• **Passage shown**

According to Pharmaprojects, China has now overtaken Europe as a source of new-to-pipeline drugs, with South Korea also leapfrogging the UK and Switzerland. Most of the Chinese programs that were deal targets involved well-validated cancer targets like BCMA, CD19, VEGF, and EGFR. However, KLK2, GPRC5D, TSLP, and IL-33 are all targets outside of the traditional cancer realm, perhaps signaling a shift towards research and development on autoimmune disease drugs in China, where cancer has previously dominated.

Outlook

Even in a year when overall deal volume sagged, bispecifics have emerged as the strategic through-line: fewer transactions, bigger checks, and broader ambition. The top licensing deals treat bispecifics not as niche bolt-ons but as potential backbone therapies spanning multiple solid tumors—and, increasingly, immune-mediated disease. China’s engineering muscle has been pivotal to this shift, supplying validated PD-1 × VEGF and BCMA × CD3 engines alongside a growing crop of non-oncology targets (TSLP, IL-33, and KLK2).

“One area I would keep an eye on is bispecific ADCs,” said Tang. Phipps also pointed to upcoming clinical readouts for new mechanisms: “Everyone’s always looking for new targets for T-cell engagers. I think that the clinical data in ovarian cancer suggest that claudin 6 (CLDN6) is going to be important; and in renal carcinoma, there’s a lot of anticipation for readouts around T-cell engagers targeting ectonucleotide pyrophosphatase/phosphodiesterase family member 3 (ENPP3).”

• **Information supplied**
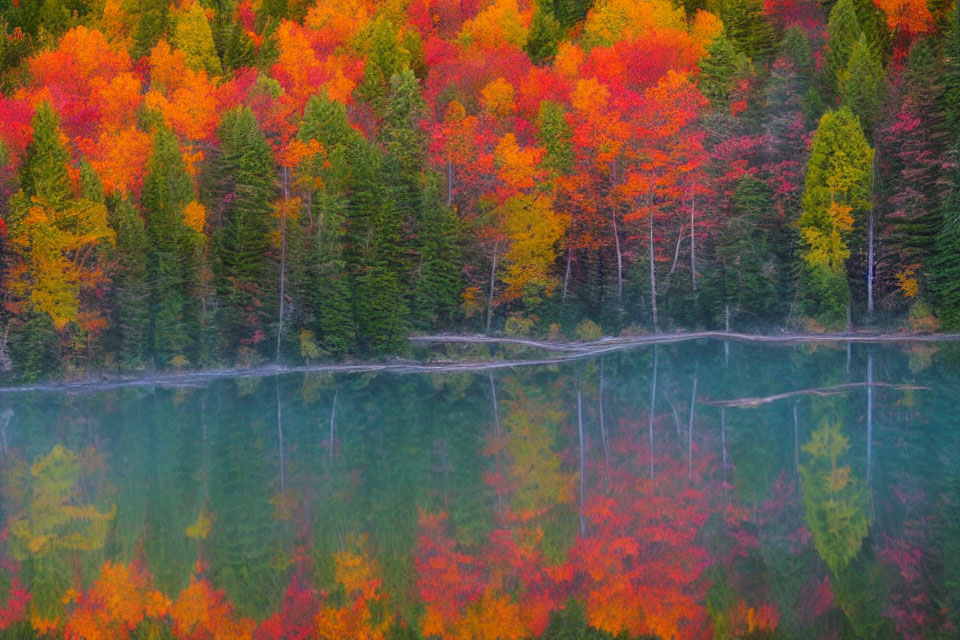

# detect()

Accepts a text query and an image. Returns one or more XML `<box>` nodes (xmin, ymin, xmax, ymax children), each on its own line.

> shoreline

• **Parts of the exercise**
1. Print the stretch of the bispecific drug deals passage from "Even in a year" through "IL-33, and KLK2).", word for word.
2. In the bispecific drug deals passage, which region has China overtaken as a source of new-to-pipeline drugs, according to Pharmaprojects?
3. Carry on the bispecific drug deals passage, beginning right after its final sentence.

• **Answers by task**
1.
Even in a year when overall deal volume sagged, bispecifics have emerged as the strategic through-line: fewer transactions, bigger checks, and broader ambition. The top licensing deals treat bispecifics not as niche bolt-ons but as potential backbone therapies spanning multiple solid tumors—and, increasingly, immune-mediated disease. China’s engineering muscle has been pivotal to this shift, supplying validated PD-1 × VEGF and BCMA × CD3 engines alongside a growing crop of non-oncology targets (TSLP, IL-33, and KLK2).

2. Europe.

3.
Whether the bispecific momentum persists into 2026 and beyond will depend on whether clinical data position next-generation agents to supplant existing single-target monoclonal antibody franchises. Cross-border licensing should remain brisk as multinationals bridge patent cliffs, and Chinese developers monetize speed and scale, leveraging their ability to obtain early human ‘proof of signal’ data in investigator-initiated trials. If those boxes get ticked, the ‘year of the bispecific’ won’t read as a blip in a down market—it will mark the start of a new default modality.

Table 1 | Top 10 multispecific antibody deals in 2025*

Date

Out-licensor

In-licensee

Lead assets

Stage signed

Total deal value ($ million)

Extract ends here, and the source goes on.